====== Цитируемый отрывок

Поляки и литовцы в армии Наполеона — страница 38 из 52

Командование арьергардом опять было поручено единственному человеку, который мог исполнять эту труднейшую миссию – маршалу Нею с 3‑им корпусом. Ему был оставлен генерал Николя Жозеф Мезон, который вел 2‑й корпус. Оба корпуса после переправы через Березину насчитывали всего три тысячи человек.

В районе Плещениц Мезона настигли русские, и он попал в сложнейшее положение. Командующий 2‑м корпусом готовился к худшему, как вдруг случилось чудо. Послушаем Филиппа де Сегюра:

«Мезон, стоя на открытом месте с 700–800 солдатами перед тысячами неприятелей, потерял всякую надежду на спасение: он уже старался только добраться до леса, чтобы там подороже продать свою жизнь, как вдруг он увидел внезапно появившихся 1800 поляков, совершенно свежий отряд, который встретил Ней и послал ему на помощь. Это подкрепление остановило врага и обеспечило отступление до Молодечно».

«Польские бойцы обессмертили себя в наших рядах…»

============

Задание 1: Перечислите все географические названия из отрывка об арьергарде Нея.
Задание 2: Перепишите часть отрывка об арьергарде Нея между «Командование арьергардом опять» и «три тысячи человек.» включительно, подставив «Неман» вместо «Березину».
Задание 3: Продолжите отрывок об арьергарде Нея с того места, где он заканчивается.

====== Исходные данные

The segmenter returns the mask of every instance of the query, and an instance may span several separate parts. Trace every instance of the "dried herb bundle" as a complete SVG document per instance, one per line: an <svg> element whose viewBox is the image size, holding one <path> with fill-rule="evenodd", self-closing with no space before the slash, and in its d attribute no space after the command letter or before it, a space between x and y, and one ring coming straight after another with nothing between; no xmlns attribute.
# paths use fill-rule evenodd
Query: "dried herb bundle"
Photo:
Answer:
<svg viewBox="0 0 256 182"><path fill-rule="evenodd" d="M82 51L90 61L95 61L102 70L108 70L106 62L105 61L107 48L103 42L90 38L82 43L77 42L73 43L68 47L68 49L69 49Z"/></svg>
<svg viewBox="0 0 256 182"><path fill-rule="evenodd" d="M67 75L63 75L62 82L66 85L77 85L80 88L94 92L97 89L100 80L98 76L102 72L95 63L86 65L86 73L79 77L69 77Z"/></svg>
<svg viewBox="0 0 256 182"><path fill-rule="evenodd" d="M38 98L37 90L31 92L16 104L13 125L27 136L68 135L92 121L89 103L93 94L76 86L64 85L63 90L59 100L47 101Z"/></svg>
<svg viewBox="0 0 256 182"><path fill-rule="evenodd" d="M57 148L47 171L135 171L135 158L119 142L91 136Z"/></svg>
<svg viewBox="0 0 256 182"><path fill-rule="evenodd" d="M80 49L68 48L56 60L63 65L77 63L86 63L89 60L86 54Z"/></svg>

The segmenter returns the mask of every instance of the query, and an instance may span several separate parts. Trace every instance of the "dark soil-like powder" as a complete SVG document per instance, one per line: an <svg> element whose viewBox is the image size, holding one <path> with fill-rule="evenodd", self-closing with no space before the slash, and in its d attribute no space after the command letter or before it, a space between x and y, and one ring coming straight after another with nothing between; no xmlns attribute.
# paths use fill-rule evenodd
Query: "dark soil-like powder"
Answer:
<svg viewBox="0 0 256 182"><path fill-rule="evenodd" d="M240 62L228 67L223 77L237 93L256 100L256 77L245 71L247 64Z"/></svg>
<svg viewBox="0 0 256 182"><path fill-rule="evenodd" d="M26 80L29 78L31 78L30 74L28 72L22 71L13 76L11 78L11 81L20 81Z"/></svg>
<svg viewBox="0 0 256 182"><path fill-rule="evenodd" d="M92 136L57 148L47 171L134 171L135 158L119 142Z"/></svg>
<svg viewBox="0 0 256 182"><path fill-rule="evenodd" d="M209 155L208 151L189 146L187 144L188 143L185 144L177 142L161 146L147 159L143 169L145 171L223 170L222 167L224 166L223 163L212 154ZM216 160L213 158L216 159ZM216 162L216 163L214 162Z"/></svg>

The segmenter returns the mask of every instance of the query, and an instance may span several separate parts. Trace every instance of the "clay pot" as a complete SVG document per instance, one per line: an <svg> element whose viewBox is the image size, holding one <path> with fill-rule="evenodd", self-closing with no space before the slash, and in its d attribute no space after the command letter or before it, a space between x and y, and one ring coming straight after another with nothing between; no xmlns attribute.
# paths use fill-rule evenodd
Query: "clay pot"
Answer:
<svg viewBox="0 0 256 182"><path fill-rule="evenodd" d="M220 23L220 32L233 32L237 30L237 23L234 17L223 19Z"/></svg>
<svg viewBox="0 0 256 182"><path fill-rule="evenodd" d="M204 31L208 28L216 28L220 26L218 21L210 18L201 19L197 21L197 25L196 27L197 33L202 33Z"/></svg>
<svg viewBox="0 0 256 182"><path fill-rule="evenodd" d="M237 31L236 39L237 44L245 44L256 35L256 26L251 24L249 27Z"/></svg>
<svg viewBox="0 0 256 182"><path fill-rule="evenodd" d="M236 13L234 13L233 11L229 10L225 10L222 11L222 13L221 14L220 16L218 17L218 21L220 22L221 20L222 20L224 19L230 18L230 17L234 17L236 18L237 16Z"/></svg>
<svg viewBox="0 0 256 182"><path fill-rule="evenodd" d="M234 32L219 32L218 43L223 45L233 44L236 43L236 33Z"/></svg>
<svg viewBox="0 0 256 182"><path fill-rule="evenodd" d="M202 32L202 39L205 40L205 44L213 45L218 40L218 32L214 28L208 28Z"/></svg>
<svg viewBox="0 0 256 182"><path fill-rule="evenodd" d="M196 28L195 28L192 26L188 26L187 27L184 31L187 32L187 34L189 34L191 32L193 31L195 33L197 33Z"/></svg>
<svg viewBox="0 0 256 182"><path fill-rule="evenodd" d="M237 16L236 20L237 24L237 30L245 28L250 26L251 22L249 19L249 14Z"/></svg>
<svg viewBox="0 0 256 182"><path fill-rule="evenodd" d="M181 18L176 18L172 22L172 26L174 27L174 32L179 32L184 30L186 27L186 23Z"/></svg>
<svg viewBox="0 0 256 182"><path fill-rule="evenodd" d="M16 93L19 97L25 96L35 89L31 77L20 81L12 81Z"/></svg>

============

Итоговый ответ 1: Березина, Плещеницы, Молодечно

Итоговый ответ 2:
Командование арьергардом опять было поручено единственному человеку, который мог исполнять эту труднейшую миссию – маршалу Нею с 3‑им корпусом. Ему был оставлен генерал Николя Жозеф Мезон, который вел 2‑й корпус. Оба корпуса после переправы через Неман насчитывали всего три тысячи человек.

Итоговый ответ 3:
Ужасный декабрьский мороз довершил то, чего не смог сделать на Березине Кутузов со всеми своими военачальниками. В небольшом городке Сморгонь французский император понял, что Великой армии у него больше нет. Наполеон бросил жалкие ее остатки и устремился в Париж – с той же бешеной скоростью, с какой он привык делать все – в том числе и бежать, когда ситуация становилась безвыходной. Впрочем, у него было достаточно времени, чтобы в пути порассуждать о перспективах неудавшейся компании.

В беседе с верным спутником – Коленкуром – он высказывал надежду, что в Вильно его армия остановится и даст отпор русским войскам, он надеялся, что русские казаки не перейдут Неман. Причем, разумом Бонапарт понимал, что Великая армия перестала существовать; он не бросил бы ее на произвол судьбы, если б дела обстояли иначе. Гораздо больше надежд он связывал с поляками, Наполеон по‑прежнему считал, что польская карта свое не отыграла в этой партии:

– Если они хотят быть нацией, то они все поголовно поднимутся против своих врагов. Тогда я вооружусь, чтобы защитить их. Я смогу затем сделать Австрии те уступки, которых она так желает, и мы провозгласим тогда восстановление Польши. Австрия более заинтересована в этом, чем я, потому что она находится ближе, чем я, к русскому исполину. Если же поляки не выполнят своего долга, то для Франции и для всего мира вопрос упрощается, так как тогда легко будет заключить мир с Россией.

В общем, хорошо или плохо поляки будут сражаться – Наполеон в любом случае собирался извлечь выгоду для себя.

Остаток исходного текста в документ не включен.